Text under study

*** Block opens ***

Why is Structured Output Important
While the open-ended nature of language models is its defining feature, it is also a key limitation. Current systems that use LLMs often rely on clever prompting tricks to generate the desired output, along with a lot of post-processing and retry logic to ensure the output is valid.
For example, consider the task of generating a list of ingredients for a recipe. A commonly used approach would be to use a prompt like the following:
Could you please suggest a good recipe for spaghetti bolognese for a family of 4. Please return a list of ingredients in JSON format and ensure that all measurements are STRICTLY in grams.
Running this prompt on Chat-GPT, generates the following output:
Sure, here's a simple spaghetti bolognese recipe for a family of 4. The ingredients are listed in JSON format with measurements in grams:
{
"Ingredients": {
"Ground Beef": 500,
"Spaghetti": 400,
"Onion": 150,
"Carrot": 100,
"Celery": 100,
"Garlic": 3,
"Canned Chopped Tomatoes": 400,
"Tomato Paste": 30,
"Beef Stock": 250,
"Red Wine (optional)": 120,
"Olive Oil": 30,
"Salt": 10,
"Black Pepper": 5,
"Dried Oregano": 5,
"Dried Basil": 5,
"Bay Leaf": 2
}
}
Instructions for the recipe: ...
Generating it multiple times, results in variations in the results. In one run, it returned an array of ingredients instead:
{
"Ingredients": [
{
"Ingredient": "Spaghetti",
"Amount": 400
},
{
"Ingredient": "Lean Ground Beef",
"Amount": 400
},
...
]
}
While in another, it returned a key "Spaghetti Bolognese" with a nested array of ingredients. Even with the use of one-shot or multi-shot prompts, there's no guarantee that the output will be consistent. When utilizing the API, employing the new JSON mode
feature can secure a valid JSON object without extraneous text and instructions. Nevertheless, this method doesn't guarantee a meaningful or consistent schema in the output.1
Imagine if we can reliably coerce the output to the exact format that is required. This would remove the need for arbitrary validation logic. With well-structured and predictable responses, integration of the output with other functions or downstream APIs becomes seamless. Ensuring accurate structured outputs stands as a prerequisite in the development of reliable AI applications.

*** Block closes ***

[Data collected]

*** Block opens ***

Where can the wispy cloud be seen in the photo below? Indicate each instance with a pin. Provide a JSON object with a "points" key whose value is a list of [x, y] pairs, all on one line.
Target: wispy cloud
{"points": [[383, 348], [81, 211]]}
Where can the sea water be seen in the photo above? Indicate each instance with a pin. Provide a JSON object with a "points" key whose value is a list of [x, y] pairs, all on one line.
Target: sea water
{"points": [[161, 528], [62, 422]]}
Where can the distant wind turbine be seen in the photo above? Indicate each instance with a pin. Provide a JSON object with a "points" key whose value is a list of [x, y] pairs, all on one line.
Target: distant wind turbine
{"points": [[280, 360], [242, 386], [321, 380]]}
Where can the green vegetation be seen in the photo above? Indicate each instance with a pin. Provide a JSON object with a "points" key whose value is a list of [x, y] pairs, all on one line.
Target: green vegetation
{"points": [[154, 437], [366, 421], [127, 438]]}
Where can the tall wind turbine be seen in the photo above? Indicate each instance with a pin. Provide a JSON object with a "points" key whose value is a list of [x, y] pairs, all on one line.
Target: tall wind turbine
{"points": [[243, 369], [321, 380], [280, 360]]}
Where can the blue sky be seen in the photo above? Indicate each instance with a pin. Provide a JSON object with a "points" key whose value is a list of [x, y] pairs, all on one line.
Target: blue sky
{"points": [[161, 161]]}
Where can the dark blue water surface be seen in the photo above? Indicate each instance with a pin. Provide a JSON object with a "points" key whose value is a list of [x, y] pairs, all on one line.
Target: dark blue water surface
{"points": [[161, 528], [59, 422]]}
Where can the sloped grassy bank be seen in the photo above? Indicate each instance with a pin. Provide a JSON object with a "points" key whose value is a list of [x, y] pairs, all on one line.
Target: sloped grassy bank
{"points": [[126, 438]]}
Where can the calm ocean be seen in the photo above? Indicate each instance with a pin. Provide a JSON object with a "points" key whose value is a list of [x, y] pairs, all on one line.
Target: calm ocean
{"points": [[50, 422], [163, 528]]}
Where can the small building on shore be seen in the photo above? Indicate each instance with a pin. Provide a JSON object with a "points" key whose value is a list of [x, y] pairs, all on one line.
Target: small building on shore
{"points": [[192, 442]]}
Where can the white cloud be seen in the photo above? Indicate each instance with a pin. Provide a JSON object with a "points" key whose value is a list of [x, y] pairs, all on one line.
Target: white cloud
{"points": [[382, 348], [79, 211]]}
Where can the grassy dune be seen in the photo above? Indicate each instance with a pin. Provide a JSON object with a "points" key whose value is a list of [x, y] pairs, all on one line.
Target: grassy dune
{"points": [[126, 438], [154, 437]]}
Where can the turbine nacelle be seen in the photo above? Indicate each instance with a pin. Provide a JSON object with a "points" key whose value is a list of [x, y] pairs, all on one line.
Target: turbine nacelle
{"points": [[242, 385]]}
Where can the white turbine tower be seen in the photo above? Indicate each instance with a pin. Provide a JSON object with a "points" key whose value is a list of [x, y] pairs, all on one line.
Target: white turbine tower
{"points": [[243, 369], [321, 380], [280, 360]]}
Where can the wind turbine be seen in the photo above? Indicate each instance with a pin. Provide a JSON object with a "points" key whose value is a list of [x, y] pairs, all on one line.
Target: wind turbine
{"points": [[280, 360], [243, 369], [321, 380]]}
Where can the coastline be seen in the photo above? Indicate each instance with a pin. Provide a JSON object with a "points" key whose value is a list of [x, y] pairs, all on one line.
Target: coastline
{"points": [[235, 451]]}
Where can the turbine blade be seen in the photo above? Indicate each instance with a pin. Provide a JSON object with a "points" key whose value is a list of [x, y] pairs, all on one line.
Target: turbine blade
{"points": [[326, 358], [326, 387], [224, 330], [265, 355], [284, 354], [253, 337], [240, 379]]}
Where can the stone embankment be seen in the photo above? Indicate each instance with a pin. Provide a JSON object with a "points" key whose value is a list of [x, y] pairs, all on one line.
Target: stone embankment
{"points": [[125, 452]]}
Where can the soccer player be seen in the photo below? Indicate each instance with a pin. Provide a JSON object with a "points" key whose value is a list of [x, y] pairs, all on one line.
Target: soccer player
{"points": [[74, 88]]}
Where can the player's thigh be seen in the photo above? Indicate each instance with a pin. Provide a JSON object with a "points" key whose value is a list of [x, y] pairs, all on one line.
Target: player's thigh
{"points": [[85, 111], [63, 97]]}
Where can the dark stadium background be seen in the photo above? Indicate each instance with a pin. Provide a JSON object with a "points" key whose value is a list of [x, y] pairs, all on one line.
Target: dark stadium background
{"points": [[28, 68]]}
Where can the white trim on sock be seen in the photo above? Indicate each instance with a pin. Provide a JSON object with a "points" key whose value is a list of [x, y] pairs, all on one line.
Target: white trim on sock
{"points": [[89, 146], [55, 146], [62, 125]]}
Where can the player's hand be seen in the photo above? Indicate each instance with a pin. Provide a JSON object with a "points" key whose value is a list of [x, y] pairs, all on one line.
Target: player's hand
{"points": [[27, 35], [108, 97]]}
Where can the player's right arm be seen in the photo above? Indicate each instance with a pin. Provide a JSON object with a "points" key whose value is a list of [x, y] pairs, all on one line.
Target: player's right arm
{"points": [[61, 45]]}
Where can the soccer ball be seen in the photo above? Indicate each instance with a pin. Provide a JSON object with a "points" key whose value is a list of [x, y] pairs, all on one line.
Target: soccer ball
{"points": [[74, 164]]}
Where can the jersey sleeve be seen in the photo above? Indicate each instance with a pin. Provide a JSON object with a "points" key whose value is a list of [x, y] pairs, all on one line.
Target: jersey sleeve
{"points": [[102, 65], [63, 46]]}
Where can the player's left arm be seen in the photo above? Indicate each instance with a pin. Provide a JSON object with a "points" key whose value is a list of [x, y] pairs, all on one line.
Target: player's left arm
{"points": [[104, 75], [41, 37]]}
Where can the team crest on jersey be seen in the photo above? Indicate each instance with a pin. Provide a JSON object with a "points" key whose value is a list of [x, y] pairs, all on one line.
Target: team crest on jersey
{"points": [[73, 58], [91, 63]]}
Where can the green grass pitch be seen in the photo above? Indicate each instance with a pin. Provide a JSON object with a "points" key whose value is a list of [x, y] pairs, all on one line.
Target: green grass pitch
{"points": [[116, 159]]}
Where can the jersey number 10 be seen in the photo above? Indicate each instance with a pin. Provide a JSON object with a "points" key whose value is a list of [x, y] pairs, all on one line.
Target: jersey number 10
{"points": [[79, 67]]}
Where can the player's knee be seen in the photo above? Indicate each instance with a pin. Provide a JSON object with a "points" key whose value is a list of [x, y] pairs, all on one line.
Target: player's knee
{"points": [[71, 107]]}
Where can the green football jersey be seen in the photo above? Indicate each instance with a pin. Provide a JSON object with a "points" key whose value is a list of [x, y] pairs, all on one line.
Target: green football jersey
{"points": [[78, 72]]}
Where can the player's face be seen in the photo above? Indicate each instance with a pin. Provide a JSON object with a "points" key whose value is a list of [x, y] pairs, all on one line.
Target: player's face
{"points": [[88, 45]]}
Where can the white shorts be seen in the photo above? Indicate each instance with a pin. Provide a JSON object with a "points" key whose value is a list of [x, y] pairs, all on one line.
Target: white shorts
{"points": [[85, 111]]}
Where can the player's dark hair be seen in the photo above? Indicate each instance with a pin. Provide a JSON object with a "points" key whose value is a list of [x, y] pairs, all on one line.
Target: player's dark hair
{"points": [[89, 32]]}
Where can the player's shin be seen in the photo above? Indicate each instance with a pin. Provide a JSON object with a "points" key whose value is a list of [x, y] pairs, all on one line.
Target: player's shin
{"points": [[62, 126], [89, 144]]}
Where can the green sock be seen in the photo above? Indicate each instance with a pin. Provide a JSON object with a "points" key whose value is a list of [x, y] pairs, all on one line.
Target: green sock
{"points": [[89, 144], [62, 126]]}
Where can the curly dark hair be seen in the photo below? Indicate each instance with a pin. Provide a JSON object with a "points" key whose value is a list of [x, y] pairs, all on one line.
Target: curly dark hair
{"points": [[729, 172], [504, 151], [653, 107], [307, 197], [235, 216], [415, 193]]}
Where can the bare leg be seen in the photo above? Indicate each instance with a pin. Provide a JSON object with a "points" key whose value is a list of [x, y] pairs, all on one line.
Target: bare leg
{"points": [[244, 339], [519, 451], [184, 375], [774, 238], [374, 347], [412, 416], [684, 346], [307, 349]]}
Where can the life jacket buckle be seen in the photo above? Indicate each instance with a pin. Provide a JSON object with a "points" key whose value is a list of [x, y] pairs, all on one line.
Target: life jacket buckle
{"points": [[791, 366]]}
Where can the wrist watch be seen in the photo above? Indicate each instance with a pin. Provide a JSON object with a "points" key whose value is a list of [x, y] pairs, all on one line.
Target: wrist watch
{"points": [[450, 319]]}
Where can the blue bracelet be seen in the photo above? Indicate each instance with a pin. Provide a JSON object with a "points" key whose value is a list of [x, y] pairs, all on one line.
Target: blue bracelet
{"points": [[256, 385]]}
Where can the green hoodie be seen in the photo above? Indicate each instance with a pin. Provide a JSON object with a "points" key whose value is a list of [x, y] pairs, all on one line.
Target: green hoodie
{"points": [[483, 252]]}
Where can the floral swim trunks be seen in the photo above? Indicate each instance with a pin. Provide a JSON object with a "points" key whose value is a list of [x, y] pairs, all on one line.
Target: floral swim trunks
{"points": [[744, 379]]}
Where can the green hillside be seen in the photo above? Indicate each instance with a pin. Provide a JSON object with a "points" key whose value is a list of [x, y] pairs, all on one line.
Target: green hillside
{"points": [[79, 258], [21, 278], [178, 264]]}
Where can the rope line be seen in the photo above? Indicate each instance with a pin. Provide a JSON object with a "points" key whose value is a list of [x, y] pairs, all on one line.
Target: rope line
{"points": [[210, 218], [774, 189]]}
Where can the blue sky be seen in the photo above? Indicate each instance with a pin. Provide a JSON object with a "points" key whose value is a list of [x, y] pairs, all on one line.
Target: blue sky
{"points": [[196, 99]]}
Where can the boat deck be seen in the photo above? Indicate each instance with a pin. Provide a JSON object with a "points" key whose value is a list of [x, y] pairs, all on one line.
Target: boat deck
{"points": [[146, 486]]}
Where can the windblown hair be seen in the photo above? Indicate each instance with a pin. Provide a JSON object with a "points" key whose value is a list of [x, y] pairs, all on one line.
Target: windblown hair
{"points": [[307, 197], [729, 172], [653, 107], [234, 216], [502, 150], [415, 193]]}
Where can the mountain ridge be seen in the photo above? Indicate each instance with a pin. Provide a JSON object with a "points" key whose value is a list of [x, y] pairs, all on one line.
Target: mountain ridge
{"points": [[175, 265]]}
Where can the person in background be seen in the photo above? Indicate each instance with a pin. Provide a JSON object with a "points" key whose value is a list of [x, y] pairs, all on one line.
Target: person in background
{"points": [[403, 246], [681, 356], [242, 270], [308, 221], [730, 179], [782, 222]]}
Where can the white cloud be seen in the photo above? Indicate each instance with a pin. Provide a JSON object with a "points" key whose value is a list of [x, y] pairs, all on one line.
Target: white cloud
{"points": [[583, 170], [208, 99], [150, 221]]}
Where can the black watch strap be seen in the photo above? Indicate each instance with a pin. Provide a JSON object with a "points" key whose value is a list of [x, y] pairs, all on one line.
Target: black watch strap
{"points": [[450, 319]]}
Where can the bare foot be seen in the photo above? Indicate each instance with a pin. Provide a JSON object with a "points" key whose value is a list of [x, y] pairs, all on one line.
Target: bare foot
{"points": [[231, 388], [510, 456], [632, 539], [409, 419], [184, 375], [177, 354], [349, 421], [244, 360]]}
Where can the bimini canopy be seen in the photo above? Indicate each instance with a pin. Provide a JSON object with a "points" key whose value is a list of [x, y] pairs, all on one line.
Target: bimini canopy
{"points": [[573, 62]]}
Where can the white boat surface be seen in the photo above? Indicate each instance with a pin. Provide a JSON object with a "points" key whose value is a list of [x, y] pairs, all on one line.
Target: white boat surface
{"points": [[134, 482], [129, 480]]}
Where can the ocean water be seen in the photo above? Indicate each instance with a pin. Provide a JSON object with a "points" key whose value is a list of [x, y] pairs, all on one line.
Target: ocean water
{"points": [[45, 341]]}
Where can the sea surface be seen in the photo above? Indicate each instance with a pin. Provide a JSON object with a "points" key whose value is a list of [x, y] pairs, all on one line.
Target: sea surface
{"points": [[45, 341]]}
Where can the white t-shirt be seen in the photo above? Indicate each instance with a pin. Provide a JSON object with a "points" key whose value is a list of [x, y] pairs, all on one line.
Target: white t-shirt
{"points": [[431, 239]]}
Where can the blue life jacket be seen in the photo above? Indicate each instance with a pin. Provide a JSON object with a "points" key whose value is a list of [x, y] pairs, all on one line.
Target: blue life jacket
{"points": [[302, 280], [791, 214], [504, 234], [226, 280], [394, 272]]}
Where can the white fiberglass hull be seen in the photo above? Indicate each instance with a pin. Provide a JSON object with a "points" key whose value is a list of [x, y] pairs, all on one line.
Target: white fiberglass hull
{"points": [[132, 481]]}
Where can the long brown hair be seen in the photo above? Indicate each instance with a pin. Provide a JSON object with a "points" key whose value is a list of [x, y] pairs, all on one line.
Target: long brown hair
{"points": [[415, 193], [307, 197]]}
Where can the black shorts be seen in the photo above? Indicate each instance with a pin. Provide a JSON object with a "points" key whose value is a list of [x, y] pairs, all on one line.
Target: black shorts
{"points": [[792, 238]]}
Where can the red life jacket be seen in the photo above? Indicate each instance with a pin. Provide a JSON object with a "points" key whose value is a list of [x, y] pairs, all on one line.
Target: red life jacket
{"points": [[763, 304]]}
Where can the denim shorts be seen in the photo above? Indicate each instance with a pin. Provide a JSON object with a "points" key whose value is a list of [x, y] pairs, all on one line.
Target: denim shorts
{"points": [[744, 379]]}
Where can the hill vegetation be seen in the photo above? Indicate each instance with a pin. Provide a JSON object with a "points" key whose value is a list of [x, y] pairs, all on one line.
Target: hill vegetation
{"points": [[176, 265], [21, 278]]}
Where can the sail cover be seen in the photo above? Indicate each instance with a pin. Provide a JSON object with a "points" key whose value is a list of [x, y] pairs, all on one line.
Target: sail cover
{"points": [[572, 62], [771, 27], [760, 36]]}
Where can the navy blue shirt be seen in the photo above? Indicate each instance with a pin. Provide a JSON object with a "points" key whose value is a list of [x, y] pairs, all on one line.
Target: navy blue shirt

*** Block closes ***

Work to complete
In the passage on structured output, retype the stretch from "Why is Structured" through "output is valid.".

Completed task
Why is Structured Output Important
While the open-ended nature of language models is its defining feature, it is also a key limitation. Current systems that use LLMs often rely on clever prompting tricks to generate the desired output, along with a lot of post-processing and retry logic to ensure the output is valid.